— START MATERIAL FOR THIS EXERCISE —
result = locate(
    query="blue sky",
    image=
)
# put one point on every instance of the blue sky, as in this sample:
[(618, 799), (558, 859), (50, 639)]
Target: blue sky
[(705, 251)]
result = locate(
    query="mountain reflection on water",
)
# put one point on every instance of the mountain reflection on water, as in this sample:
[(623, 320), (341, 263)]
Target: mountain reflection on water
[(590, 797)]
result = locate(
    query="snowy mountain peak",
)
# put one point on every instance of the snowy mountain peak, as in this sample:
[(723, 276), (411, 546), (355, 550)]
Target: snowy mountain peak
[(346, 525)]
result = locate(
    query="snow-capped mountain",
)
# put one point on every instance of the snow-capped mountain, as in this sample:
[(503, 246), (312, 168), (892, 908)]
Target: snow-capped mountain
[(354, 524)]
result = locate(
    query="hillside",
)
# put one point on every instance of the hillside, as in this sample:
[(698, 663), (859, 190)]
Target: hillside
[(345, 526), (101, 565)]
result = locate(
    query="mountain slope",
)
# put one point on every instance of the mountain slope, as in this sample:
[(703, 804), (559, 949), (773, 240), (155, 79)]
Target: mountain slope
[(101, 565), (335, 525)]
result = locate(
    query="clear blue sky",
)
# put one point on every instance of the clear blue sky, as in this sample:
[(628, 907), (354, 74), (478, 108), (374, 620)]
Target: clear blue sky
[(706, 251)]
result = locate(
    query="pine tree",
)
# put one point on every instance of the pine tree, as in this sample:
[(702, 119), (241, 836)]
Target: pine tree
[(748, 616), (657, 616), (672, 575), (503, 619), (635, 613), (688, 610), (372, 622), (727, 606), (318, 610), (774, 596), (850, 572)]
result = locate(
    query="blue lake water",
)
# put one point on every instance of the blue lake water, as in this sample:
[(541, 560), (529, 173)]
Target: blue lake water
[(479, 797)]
— END MATERIAL FOR THIS EXERCISE —
■ THE EXERCISE: Locate each line in the data above that contains the string "peak", and reproduce those lines verbatim.

■ EXERCISE OUTPUT:
    query="snowy mountain peak",
# put one point on every instance of the snowy mountain peak, as in this sample:
Target: snowy mountain peak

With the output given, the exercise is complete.